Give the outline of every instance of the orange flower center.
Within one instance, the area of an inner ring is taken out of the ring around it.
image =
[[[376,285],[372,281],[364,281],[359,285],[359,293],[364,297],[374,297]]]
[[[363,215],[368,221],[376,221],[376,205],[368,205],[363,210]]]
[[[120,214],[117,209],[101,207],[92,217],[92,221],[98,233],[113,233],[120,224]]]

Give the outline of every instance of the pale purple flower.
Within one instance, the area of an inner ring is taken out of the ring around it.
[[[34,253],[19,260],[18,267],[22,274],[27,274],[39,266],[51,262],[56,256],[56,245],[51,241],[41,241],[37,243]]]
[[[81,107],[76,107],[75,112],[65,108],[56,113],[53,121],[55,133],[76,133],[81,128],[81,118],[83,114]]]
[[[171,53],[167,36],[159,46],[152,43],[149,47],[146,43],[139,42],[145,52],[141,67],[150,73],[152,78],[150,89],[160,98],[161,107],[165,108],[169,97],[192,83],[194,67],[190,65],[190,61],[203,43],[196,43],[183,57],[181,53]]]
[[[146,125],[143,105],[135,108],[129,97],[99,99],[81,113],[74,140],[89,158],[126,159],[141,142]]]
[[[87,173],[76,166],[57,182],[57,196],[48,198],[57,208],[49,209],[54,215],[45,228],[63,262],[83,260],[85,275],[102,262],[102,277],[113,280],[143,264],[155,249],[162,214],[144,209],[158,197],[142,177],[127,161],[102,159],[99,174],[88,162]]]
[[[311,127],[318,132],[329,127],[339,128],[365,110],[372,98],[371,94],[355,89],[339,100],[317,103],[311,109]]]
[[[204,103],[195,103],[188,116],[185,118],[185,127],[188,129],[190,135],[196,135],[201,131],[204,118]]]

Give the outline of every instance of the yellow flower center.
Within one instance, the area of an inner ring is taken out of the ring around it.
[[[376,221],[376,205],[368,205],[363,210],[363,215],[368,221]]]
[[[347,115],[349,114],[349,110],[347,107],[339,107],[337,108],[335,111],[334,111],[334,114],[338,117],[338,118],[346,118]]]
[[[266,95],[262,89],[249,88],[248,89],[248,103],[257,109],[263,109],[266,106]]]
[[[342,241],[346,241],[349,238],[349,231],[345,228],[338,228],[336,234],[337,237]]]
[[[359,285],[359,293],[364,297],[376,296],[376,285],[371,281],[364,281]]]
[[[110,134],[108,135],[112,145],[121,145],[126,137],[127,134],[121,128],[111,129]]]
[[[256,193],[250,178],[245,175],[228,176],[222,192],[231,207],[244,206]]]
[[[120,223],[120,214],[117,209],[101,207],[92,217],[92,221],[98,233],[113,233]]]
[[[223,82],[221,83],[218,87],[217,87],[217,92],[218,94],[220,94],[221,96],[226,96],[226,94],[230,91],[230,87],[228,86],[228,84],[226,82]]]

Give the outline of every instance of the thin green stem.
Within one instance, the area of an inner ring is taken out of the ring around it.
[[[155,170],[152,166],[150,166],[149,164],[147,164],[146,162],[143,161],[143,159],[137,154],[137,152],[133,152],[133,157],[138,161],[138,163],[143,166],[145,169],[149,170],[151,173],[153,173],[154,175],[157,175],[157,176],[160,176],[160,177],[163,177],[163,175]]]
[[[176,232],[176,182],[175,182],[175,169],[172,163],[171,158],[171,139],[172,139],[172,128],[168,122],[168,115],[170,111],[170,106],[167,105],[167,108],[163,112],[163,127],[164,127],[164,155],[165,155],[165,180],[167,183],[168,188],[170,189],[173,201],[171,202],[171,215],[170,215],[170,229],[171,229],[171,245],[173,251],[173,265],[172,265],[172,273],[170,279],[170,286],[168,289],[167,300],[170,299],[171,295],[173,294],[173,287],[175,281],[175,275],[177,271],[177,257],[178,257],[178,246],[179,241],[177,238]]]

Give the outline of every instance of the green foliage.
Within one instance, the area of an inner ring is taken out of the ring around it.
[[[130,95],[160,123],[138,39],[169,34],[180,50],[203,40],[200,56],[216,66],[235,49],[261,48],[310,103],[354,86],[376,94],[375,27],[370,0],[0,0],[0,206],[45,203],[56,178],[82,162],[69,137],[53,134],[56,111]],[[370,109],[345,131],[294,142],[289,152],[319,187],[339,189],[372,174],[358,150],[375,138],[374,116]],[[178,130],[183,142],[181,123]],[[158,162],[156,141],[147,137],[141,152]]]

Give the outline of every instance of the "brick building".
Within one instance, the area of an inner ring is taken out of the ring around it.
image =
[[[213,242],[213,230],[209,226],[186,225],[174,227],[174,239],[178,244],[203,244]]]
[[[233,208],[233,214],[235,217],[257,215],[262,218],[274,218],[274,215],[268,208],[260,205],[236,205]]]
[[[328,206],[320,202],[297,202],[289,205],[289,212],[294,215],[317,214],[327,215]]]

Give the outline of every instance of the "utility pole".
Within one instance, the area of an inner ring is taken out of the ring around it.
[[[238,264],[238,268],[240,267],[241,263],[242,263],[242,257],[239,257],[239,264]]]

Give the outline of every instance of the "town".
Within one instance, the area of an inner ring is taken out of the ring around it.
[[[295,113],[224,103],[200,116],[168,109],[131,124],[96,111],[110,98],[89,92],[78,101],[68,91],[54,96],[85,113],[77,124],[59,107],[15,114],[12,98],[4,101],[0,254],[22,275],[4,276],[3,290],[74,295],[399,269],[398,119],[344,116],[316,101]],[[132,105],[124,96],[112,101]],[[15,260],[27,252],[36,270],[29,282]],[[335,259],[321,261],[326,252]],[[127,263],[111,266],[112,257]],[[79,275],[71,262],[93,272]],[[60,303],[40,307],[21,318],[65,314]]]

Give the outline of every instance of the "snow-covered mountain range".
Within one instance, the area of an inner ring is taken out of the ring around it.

> _WORK REQUIRED_: In the data above, find each line where the string "center" appears, then copy it.

> _WRITTEN SOLUTION_:
Give the outline of every instance of the orange flower center.
Give the outline of every instance of the yellow flower center.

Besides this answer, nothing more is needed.